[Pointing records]
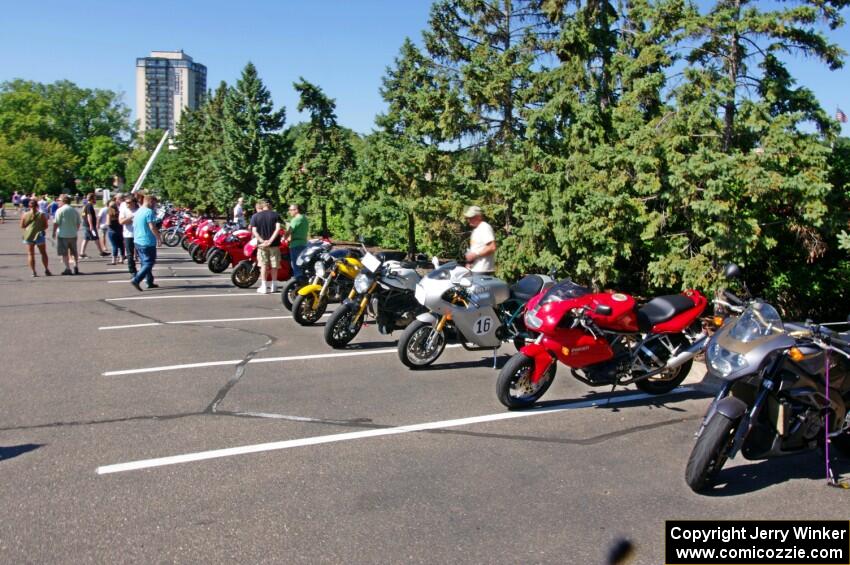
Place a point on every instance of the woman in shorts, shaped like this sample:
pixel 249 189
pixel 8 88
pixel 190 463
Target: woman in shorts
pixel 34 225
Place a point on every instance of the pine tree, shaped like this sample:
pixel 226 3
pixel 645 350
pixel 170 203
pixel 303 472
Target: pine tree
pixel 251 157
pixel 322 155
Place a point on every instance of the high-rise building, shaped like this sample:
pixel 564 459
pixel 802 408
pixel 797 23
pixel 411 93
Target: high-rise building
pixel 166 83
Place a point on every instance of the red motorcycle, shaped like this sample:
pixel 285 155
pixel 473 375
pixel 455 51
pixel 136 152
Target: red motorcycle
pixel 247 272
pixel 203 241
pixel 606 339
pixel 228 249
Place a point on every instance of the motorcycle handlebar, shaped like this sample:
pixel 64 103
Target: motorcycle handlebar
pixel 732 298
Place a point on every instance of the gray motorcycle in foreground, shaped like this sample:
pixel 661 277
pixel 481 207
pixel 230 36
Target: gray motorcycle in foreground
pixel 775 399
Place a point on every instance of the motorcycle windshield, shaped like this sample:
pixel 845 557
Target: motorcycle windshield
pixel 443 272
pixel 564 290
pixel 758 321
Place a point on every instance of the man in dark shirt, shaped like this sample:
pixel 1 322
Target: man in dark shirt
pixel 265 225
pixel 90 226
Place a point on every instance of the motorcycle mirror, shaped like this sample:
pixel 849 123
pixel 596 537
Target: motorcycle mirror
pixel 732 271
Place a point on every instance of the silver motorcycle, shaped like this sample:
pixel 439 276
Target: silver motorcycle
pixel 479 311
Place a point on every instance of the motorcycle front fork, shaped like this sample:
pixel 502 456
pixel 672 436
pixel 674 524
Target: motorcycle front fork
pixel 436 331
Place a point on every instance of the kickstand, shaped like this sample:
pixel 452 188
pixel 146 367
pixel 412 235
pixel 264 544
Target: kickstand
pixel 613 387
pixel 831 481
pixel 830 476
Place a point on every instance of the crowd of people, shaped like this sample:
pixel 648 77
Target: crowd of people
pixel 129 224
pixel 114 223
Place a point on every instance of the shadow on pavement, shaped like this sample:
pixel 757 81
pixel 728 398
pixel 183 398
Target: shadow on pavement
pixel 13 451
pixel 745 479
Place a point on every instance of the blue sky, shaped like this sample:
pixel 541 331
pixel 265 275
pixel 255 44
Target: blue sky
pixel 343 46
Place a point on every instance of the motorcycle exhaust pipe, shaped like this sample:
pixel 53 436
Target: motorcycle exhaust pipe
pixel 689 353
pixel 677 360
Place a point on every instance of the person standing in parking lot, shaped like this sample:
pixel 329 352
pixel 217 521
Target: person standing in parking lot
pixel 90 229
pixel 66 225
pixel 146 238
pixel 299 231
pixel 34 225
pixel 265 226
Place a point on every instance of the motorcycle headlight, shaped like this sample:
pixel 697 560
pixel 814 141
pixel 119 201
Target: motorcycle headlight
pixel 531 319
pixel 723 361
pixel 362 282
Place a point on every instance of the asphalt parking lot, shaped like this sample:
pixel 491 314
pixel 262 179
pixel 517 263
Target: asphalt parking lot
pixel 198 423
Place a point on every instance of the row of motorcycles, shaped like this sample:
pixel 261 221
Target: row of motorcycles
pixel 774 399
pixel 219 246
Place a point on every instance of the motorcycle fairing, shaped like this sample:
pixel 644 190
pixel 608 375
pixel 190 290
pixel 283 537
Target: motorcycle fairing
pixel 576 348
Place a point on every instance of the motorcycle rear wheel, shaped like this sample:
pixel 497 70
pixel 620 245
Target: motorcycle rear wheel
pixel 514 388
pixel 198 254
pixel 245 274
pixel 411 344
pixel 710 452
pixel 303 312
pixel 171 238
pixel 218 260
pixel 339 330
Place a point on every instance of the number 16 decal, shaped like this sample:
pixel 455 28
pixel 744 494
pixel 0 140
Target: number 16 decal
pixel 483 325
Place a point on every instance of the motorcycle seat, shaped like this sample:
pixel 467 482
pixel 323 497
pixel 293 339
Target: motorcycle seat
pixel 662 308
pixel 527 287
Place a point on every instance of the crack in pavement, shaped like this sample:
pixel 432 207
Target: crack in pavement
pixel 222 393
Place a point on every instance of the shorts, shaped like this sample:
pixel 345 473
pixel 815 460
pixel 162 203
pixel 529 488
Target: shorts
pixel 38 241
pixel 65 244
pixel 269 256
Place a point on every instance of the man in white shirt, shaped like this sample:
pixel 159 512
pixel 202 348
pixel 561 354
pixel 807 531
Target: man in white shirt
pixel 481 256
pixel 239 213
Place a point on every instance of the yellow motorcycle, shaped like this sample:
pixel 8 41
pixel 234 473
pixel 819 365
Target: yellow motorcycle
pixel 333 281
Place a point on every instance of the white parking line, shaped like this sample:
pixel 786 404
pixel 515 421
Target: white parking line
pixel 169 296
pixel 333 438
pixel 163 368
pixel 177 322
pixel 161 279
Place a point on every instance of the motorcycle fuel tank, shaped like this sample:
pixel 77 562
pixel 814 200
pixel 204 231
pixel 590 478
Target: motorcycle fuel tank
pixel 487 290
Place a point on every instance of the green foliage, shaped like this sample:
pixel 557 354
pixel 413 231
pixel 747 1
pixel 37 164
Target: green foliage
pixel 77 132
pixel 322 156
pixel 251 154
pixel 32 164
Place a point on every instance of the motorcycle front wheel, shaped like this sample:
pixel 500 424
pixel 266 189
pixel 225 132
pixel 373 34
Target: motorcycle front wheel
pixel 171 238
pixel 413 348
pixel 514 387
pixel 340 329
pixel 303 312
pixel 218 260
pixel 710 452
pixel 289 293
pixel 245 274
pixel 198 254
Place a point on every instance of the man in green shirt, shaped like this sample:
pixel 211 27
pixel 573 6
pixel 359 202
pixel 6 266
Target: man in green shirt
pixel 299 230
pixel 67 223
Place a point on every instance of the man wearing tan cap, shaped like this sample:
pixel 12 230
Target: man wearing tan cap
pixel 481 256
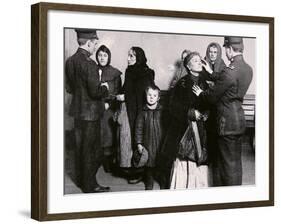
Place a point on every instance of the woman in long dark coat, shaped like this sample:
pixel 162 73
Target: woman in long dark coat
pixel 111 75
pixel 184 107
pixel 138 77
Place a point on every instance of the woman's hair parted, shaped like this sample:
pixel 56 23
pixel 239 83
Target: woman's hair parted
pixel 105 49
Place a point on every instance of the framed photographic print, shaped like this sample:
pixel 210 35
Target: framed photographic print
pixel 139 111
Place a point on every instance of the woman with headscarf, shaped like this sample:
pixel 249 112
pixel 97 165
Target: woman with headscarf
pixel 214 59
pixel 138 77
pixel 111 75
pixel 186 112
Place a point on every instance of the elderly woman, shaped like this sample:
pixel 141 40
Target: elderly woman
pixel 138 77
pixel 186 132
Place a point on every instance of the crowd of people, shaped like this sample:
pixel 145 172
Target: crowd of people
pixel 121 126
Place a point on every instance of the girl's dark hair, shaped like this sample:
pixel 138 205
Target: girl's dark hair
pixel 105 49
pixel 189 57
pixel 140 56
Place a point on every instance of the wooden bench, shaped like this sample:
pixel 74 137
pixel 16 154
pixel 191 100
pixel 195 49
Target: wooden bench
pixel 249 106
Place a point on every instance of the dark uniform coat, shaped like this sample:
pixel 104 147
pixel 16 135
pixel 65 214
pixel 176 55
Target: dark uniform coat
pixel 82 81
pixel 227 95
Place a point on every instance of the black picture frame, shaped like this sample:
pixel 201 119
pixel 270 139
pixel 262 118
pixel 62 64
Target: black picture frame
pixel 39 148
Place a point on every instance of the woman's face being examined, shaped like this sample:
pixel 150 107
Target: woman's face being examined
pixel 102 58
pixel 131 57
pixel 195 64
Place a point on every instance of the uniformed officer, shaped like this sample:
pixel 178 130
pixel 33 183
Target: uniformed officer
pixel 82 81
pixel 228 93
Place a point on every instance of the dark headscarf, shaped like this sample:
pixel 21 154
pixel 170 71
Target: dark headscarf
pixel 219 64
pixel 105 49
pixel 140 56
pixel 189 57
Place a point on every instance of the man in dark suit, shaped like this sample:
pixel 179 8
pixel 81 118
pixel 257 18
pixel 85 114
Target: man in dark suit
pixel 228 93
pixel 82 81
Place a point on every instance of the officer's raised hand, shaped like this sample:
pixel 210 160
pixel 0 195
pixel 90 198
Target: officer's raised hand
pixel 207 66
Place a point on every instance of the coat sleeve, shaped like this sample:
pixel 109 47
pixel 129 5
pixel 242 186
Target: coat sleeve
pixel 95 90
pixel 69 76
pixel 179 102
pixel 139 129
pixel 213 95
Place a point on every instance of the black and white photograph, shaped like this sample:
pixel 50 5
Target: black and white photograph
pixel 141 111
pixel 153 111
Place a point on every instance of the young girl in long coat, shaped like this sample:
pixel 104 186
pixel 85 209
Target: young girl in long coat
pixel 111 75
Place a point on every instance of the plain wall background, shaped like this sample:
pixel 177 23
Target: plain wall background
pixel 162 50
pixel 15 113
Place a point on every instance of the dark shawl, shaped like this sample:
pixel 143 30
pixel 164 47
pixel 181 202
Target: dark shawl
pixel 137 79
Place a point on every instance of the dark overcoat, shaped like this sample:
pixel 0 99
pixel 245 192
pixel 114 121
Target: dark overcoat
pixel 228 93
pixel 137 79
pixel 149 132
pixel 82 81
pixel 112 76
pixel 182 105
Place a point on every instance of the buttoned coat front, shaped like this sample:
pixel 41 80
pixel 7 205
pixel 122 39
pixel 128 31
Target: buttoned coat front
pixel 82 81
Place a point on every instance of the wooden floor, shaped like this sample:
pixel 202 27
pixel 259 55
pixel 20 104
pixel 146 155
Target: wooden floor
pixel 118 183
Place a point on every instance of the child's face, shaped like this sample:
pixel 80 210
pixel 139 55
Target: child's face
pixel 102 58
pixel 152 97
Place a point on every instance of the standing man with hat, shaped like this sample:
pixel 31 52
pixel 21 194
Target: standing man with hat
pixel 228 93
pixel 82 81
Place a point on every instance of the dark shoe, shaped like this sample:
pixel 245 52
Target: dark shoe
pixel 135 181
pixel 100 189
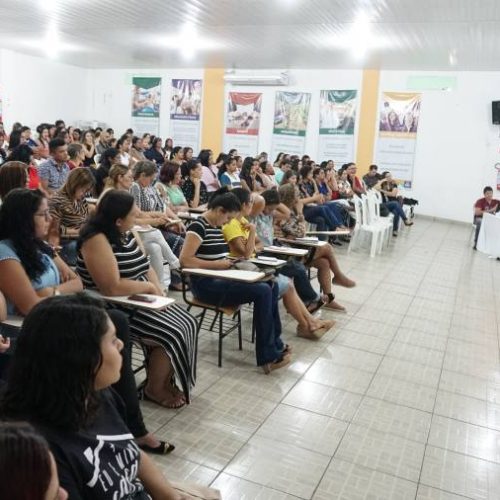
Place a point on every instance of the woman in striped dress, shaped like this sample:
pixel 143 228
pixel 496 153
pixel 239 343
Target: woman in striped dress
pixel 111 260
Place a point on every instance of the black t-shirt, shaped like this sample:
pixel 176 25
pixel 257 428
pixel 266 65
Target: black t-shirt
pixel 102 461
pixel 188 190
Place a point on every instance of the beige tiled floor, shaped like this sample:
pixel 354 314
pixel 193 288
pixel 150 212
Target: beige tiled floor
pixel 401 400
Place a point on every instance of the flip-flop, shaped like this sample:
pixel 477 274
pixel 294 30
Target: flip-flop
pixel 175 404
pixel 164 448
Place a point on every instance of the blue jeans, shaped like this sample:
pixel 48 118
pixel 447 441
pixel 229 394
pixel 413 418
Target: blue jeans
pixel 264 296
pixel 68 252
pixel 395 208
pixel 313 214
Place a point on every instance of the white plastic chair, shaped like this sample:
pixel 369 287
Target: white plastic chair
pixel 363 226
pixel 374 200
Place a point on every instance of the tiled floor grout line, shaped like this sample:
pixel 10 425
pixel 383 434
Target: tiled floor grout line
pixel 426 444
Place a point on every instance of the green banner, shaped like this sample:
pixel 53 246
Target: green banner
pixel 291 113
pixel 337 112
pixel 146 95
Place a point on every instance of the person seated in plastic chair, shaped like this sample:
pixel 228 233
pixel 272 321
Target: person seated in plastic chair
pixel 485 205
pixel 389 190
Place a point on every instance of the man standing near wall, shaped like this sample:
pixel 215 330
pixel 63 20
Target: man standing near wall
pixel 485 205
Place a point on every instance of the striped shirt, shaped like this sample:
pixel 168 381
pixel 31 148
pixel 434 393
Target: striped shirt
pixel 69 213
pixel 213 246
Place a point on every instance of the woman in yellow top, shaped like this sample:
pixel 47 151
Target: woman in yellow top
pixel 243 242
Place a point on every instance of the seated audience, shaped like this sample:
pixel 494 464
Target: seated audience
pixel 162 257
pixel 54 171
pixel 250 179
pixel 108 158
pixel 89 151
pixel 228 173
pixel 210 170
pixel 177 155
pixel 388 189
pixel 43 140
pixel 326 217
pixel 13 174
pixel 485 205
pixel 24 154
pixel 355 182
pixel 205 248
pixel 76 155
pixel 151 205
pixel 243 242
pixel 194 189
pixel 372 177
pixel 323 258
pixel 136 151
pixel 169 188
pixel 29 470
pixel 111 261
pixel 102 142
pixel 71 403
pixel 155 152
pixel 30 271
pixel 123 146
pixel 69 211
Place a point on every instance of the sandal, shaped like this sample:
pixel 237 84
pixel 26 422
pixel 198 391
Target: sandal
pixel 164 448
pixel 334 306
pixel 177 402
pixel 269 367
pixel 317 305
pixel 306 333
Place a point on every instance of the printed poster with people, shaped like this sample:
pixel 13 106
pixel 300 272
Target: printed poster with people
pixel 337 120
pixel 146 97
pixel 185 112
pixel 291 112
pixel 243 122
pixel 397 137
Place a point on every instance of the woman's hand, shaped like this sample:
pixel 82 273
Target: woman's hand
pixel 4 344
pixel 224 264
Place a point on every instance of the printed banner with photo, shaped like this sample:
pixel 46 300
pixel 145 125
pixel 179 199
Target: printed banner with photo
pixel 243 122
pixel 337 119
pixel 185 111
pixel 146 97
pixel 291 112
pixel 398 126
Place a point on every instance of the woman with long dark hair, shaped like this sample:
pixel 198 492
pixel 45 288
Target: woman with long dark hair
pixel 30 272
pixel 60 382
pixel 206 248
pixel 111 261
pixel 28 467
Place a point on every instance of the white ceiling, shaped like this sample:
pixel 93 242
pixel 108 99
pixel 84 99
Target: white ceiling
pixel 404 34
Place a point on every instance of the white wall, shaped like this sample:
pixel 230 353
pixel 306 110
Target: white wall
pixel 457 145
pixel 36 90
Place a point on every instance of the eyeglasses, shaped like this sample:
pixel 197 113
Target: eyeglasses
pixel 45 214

## WHAT IS BEING ASKED
Nothing but the lines from the one with "Place a point on every instance of the sandal, shaped" through the end of the data above should be repeated, each exactly as it stands.

## ANSWER IN FULL
Place a point on every instance of the sandal, shaped like this sample:
pixel 237 84
pixel 26 422
pixel 198 391
Target: sandal
pixel 164 448
pixel 334 306
pixel 177 402
pixel 269 367
pixel 317 305
pixel 306 333
Place a point on every instance of the printed poster with people, shaped like this sample:
pixel 13 106
pixel 300 272
Target: printed poster with people
pixel 337 120
pixel 146 97
pixel 185 112
pixel 291 112
pixel 243 122
pixel 397 137
Place a point on every instance of the woman's hand, shaped like this sample:
pixel 82 273
Target: woman's hand
pixel 4 344
pixel 224 264
Place a point on every instance of the printed banner with photo, shaped like this sample:
pixel 46 300
pixel 145 125
pixel 179 199
Target: printed banner with photo
pixel 243 122
pixel 337 119
pixel 185 111
pixel 146 97
pixel 291 112
pixel 398 126
Place a point on every instance of the woman with long dark hair, shaped like this sample:
pixel 198 492
pixel 45 288
Target: woman with long dark hair
pixel 30 272
pixel 60 382
pixel 206 248
pixel 111 261
pixel 28 467
Place a point on every instance of the white ceiling, shaped like this sample:
pixel 93 242
pixel 108 99
pixel 84 99
Target: white ceiling
pixel 404 34
Place a point on every instance of the white wall, shaped like this sample:
pixel 230 353
pixel 306 110
Target: white wall
pixel 457 145
pixel 36 90
Place a point on every instance of the eyeglasses, shaped like this sample:
pixel 197 113
Target: eyeglasses
pixel 45 214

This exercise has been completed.